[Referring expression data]
:::

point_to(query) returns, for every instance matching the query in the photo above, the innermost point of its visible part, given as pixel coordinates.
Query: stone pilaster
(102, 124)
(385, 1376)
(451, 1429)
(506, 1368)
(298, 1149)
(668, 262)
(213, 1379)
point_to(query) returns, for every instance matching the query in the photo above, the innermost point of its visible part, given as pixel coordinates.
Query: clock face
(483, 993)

:::

Set down every record above exactly as given.

point_to(query) returns, for every instance matching the query in the photo above, the innermost point of its visible part, given as pixel coordinates.
Query: stone pilaster
(102, 124)
(385, 1376)
(451, 1429)
(506, 1368)
(298, 1149)
(668, 262)
(213, 1379)
point_to(query) returns, for every instance matching the query in the photo above, the innermost point of its visible part, given as pixel coordinates.
Query: clock face
(483, 993)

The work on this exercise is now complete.